## [WHAT THE EXERCISE ASKS]
Swap "slate roof" for "tiled roof" in the lines starting with the line with "the white window" and going on through the line with "xmin=335 ymin=26 xmax=445 ymax=84". Then give only those lines again with everything else unchanged.

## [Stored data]
——

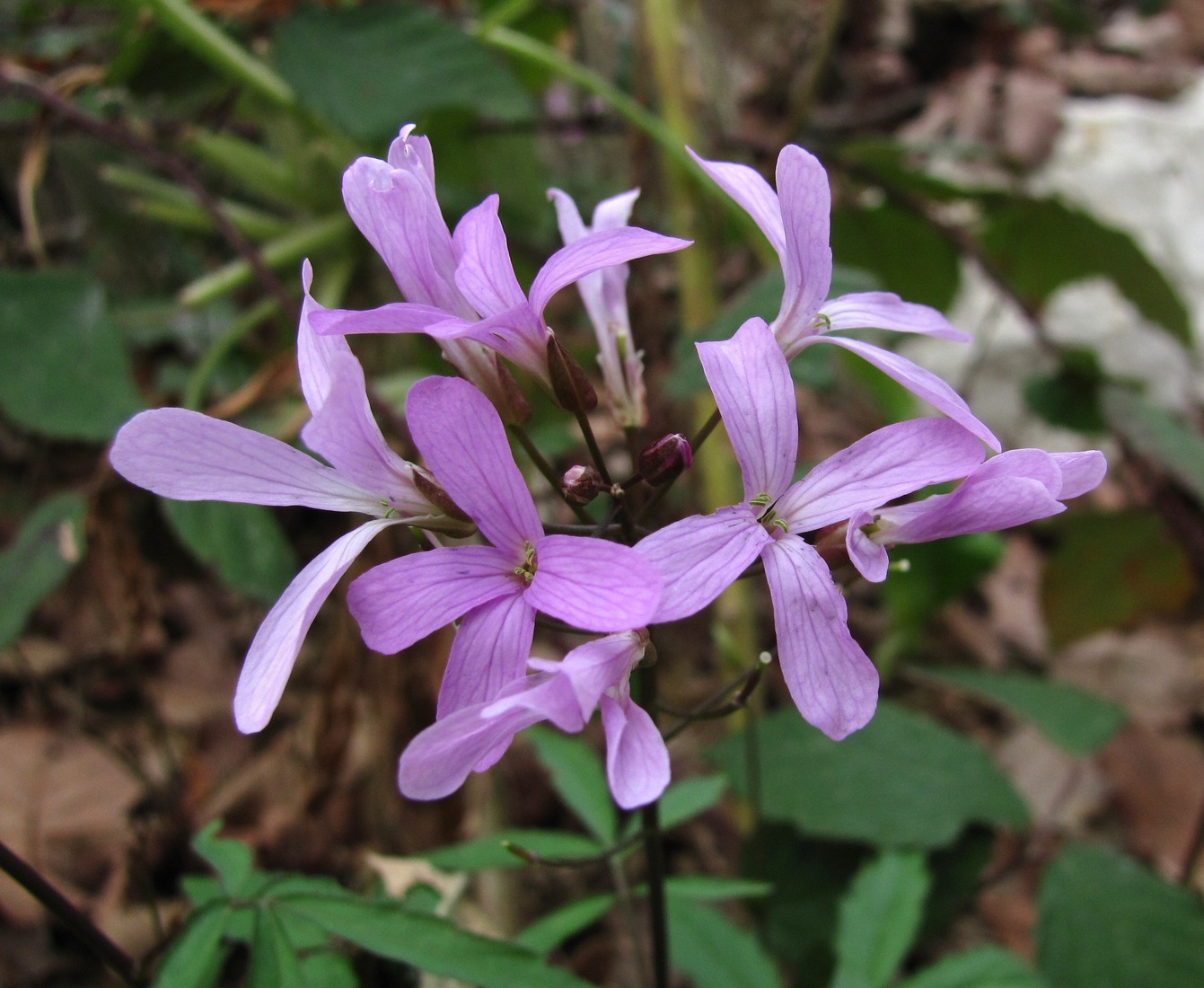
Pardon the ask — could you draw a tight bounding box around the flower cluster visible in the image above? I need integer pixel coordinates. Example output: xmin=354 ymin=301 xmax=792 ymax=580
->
xmin=112 ymin=127 xmax=1105 ymax=808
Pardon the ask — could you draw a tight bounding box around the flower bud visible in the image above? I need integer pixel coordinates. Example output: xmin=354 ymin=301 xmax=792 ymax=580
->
xmin=638 ymin=433 xmax=693 ymax=487
xmin=560 ymin=466 xmax=602 ymax=505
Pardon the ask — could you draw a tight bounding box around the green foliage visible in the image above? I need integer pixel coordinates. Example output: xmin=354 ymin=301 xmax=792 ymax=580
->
xmin=925 ymin=669 xmax=1124 ymax=754
xmin=159 ymin=498 xmax=297 ymax=603
xmin=0 ymin=269 xmax=144 ymax=442
xmin=709 ymin=702 xmax=1027 ymax=847
xmin=0 ymin=493 xmax=88 ymax=648
xmin=1037 ymin=844 xmax=1204 ymax=988
xmin=1041 ymin=509 xmax=1196 ymax=648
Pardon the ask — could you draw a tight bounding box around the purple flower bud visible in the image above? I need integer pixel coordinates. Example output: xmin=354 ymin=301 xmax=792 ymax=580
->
xmin=560 ymin=465 xmax=602 ymax=505
xmin=638 ymin=433 xmax=693 ymax=487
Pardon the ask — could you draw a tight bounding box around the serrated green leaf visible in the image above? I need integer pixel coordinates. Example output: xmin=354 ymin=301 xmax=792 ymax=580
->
xmin=272 ymin=3 xmax=533 ymax=141
xmin=154 ymin=903 xmax=233 ymax=988
xmin=0 ymin=491 xmax=88 ymax=648
xmin=159 ymin=498 xmax=297 ymax=604
xmin=1041 ymin=509 xmax=1197 ymax=648
xmin=708 ymin=701 xmax=1028 ymax=847
xmin=523 ymin=728 xmax=619 ymax=844
xmin=0 ymin=269 xmax=145 ymax=442
xmin=666 ymin=896 xmax=781 ymax=988
xmin=898 ymin=947 xmax=1045 ymax=988
xmin=832 ymin=851 xmax=929 ymax=988
xmin=922 ymin=669 xmax=1124 ymax=754
xmin=980 ymin=198 xmax=1192 ymax=347
xmin=278 ymin=896 xmax=586 ymax=988
xmin=1037 ymin=844 xmax=1204 ymax=988
xmin=513 ymin=895 xmax=615 ymax=957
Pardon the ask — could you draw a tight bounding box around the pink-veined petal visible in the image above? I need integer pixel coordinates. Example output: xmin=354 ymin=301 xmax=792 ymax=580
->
xmin=774 ymin=418 xmax=984 ymax=534
xmin=820 ymin=292 xmax=971 ymax=343
xmin=406 ymin=377 xmax=543 ymax=551
xmin=815 ymin=336 xmax=1003 ymax=453
xmin=435 ymin=593 xmax=534 ymax=719
xmin=761 ymin=535 xmax=878 ymax=741
xmin=109 ymin=409 xmax=384 ymax=515
xmin=347 ymin=546 xmax=522 ymax=654
xmin=233 ymin=519 xmax=398 ymax=734
xmin=601 ymin=696 xmax=670 ymax=809
xmin=636 ymin=505 xmax=770 ymax=624
xmin=686 ymin=148 xmax=787 ymax=256
xmin=697 ymin=318 xmax=798 ymax=500
xmin=525 ymin=535 xmax=661 ymax=631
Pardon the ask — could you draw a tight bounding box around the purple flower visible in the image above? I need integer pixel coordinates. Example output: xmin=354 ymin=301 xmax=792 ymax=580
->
xmin=314 ymin=127 xmax=690 ymax=407
xmin=630 ymin=319 xmax=984 ymax=738
xmin=845 ymin=449 xmax=1108 ymax=583
xmin=548 ymin=190 xmax=647 ymax=429
xmin=398 ymin=631 xmax=670 ymax=809
xmin=110 ymin=262 xmax=472 ymax=731
xmin=347 ymin=377 xmax=660 ymax=719
xmin=691 ymin=145 xmax=1000 ymax=451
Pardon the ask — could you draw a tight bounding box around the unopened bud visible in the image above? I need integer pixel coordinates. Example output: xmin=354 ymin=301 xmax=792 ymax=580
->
xmin=548 ymin=332 xmax=598 ymax=412
xmin=638 ymin=433 xmax=693 ymax=487
xmin=560 ymin=466 xmax=602 ymax=505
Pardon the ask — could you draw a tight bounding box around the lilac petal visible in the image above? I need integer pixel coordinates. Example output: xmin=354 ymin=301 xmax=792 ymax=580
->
xmin=697 ymin=318 xmax=798 ymax=500
xmin=820 ymin=292 xmax=973 ymax=343
xmin=774 ymin=418 xmax=984 ymax=535
xmin=636 ymin=505 xmax=770 ymax=624
xmin=347 ymin=546 xmax=522 ymax=654
xmin=109 ymin=409 xmax=382 ymax=515
xmin=233 ymin=519 xmax=398 ymax=734
xmin=601 ymin=696 xmax=670 ymax=809
xmin=1050 ymin=449 xmax=1108 ymax=501
xmin=532 ymin=226 xmax=693 ymax=312
xmin=761 ymin=535 xmax=878 ymax=741
xmin=774 ymin=145 xmax=832 ymax=331
xmin=816 ymin=336 xmax=1003 ymax=453
xmin=406 ymin=377 xmax=543 ymax=551
xmin=435 ymin=593 xmax=534 ymax=719
xmin=452 ymin=195 xmax=526 ymax=315
xmin=686 ymin=148 xmax=787 ymax=256
xmin=526 ymin=535 xmax=661 ymax=631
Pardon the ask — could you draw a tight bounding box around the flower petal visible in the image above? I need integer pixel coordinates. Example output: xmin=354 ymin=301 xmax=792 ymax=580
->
xmin=815 ymin=336 xmax=1003 ymax=453
xmin=347 ymin=546 xmax=522 ymax=654
xmin=233 ymin=519 xmax=398 ymax=734
xmin=697 ymin=318 xmax=798 ymax=500
xmin=774 ymin=418 xmax=984 ymax=535
xmin=406 ymin=377 xmax=543 ymax=551
xmin=435 ymin=593 xmax=534 ymax=719
xmin=761 ymin=535 xmax=878 ymax=741
xmin=525 ymin=535 xmax=661 ymax=631
xmin=109 ymin=409 xmax=382 ymax=515
xmin=636 ymin=505 xmax=770 ymax=624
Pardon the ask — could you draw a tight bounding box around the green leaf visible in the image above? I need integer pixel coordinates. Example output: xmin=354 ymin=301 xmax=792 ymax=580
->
xmin=898 ymin=947 xmax=1044 ymax=988
xmin=921 ymin=669 xmax=1124 ymax=754
xmin=423 ymin=830 xmax=604 ymax=871
xmin=523 ymin=728 xmax=619 ymax=844
xmin=980 ymin=198 xmax=1192 ymax=347
xmin=512 ymin=895 xmax=615 ymax=957
xmin=159 ymin=498 xmax=297 ymax=604
xmin=0 ymin=491 xmax=88 ymax=648
xmin=832 ymin=851 xmax=929 ymax=988
xmin=1037 ymin=844 xmax=1204 ymax=988
xmin=273 ymin=3 xmax=533 ymax=141
xmin=0 ymin=269 xmax=145 ymax=442
xmin=709 ymin=701 xmax=1028 ymax=847
xmin=154 ymin=903 xmax=233 ymax=988
xmin=666 ymin=896 xmax=781 ymax=988
xmin=1041 ymin=509 xmax=1197 ymax=648
xmin=278 ymin=895 xmax=586 ymax=988
xmin=1103 ymin=387 xmax=1204 ymax=501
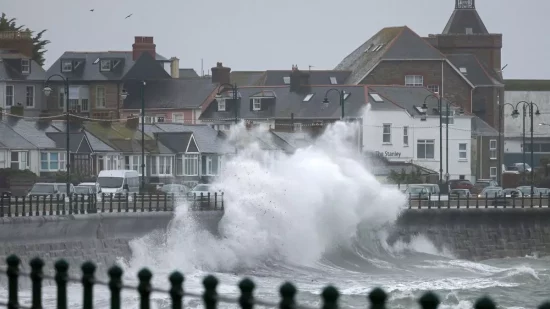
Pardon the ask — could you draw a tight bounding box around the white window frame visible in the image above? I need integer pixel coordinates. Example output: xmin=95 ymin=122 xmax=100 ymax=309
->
xmin=405 ymin=75 xmax=424 ymax=87
xmin=489 ymin=139 xmax=498 ymax=160
xmin=25 ymin=85 xmax=35 ymax=108
xmin=252 ymin=98 xmax=262 ymax=111
xmin=382 ymin=123 xmax=391 ymax=144
xmin=95 ymin=86 xmax=107 ymax=108
xmin=416 ymin=139 xmax=435 ymax=160
xmin=99 ymin=60 xmax=112 ymax=72
xmin=218 ymin=99 xmax=226 ymax=112
xmin=40 ymin=151 xmax=67 ymax=172
xmin=61 ymin=60 xmax=73 ymax=72
xmin=489 ymin=166 xmax=498 ymax=180
xmin=183 ymin=154 xmax=199 ymax=176
xmin=9 ymin=151 xmax=29 ymax=170
xmin=21 ymin=59 xmax=31 ymax=74
xmin=458 ymin=143 xmax=468 ymax=161
xmin=5 ymin=85 xmax=15 ymax=107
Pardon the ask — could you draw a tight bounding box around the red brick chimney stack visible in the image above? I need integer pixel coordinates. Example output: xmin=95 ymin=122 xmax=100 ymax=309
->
xmin=132 ymin=36 xmax=157 ymax=61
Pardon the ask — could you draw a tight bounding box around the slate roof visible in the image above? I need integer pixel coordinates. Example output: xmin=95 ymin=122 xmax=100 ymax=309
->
xmin=46 ymin=51 xmax=168 ymax=81
xmin=145 ymin=123 xmax=235 ymax=154
xmin=123 ymin=78 xmax=217 ymax=109
xmin=447 ymin=54 xmax=502 ymax=86
xmin=443 ymin=9 xmax=489 ymax=34
xmin=0 ymin=121 xmax=36 ymax=150
xmin=200 ymin=85 xmax=366 ymax=121
xmin=0 ymin=50 xmax=46 ymax=81
xmin=368 ymin=85 xmax=462 ymax=116
xmin=255 ymin=70 xmax=351 ymax=86
xmin=335 ymin=26 xmax=445 ymax=84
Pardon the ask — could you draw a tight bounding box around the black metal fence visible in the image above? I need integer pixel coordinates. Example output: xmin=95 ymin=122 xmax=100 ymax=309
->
xmin=0 ymin=255 xmax=550 ymax=309
xmin=0 ymin=192 xmax=224 ymax=217
xmin=408 ymin=193 xmax=550 ymax=209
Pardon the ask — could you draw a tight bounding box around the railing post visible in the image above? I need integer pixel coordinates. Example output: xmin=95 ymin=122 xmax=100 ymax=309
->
xmin=29 ymin=258 xmax=44 ymax=309
xmin=321 ymin=285 xmax=340 ymax=309
xmin=138 ymin=268 xmax=153 ymax=309
xmin=169 ymin=271 xmax=185 ymax=309
xmin=6 ymin=255 xmax=21 ymax=309
xmin=54 ymin=260 xmax=69 ymax=309
xmin=202 ymin=275 xmax=218 ymax=309
xmin=81 ymin=262 xmax=96 ymax=309
xmin=369 ymin=288 xmax=388 ymax=309
xmin=418 ymin=292 xmax=440 ymax=309
xmin=109 ymin=266 xmax=123 ymax=309
xmin=279 ymin=282 xmax=297 ymax=309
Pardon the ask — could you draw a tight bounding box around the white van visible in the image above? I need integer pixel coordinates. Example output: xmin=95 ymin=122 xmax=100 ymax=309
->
xmin=97 ymin=170 xmax=139 ymax=194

——

## [OUTPUT OF THE EXERCISE]
Pardon the ask — could you draw a tight bounding box around the white window frame visible in the image above? I need integer pixel coordinates. Example output: xmin=95 ymin=122 xmax=100 ymax=309
->
xmin=405 ymin=75 xmax=424 ymax=87
xmin=489 ymin=139 xmax=498 ymax=160
xmin=25 ymin=85 xmax=35 ymax=108
xmin=252 ymin=98 xmax=262 ymax=111
xmin=382 ymin=123 xmax=391 ymax=144
xmin=95 ymin=86 xmax=107 ymax=108
xmin=416 ymin=139 xmax=435 ymax=160
xmin=99 ymin=60 xmax=112 ymax=72
xmin=218 ymin=99 xmax=226 ymax=112
xmin=40 ymin=151 xmax=67 ymax=172
xmin=61 ymin=60 xmax=73 ymax=72
xmin=489 ymin=166 xmax=498 ymax=180
xmin=183 ymin=154 xmax=199 ymax=176
xmin=9 ymin=151 xmax=29 ymax=170
xmin=21 ymin=59 xmax=31 ymax=74
xmin=458 ymin=143 xmax=468 ymax=161
xmin=5 ymin=85 xmax=15 ymax=107
Pardon the ask — could you draw a tight bounding box around the red brick chimney stack visible in the image above? I need integer pixel coordinates. Example output: xmin=95 ymin=122 xmax=100 ymax=309
->
xmin=132 ymin=36 xmax=157 ymax=61
Pardon the ask — could you draw a tight bounding box around the tiled roof visible in the image above? I need integer pixel coordinates. Example output: xmin=95 ymin=122 xmax=100 ymax=309
->
xmin=46 ymin=51 xmax=168 ymax=81
xmin=145 ymin=123 xmax=235 ymax=154
xmin=123 ymin=78 xmax=217 ymax=109
xmin=447 ymin=54 xmax=502 ymax=86
xmin=443 ymin=9 xmax=489 ymax=34
xmin=0 ymin=121 xmax=36 ymax=150
xmin=200 ymin=85 xmax=366 ymax=121
xmin=0 ymin=50 xmax=46 ymax=81
xmin=368 ymin=85 xmax=462 ymax=116
xmin=255 ymin=70 xmax=351 ymax=86
xmin=335 ymin=26 xmax=445 ymax=84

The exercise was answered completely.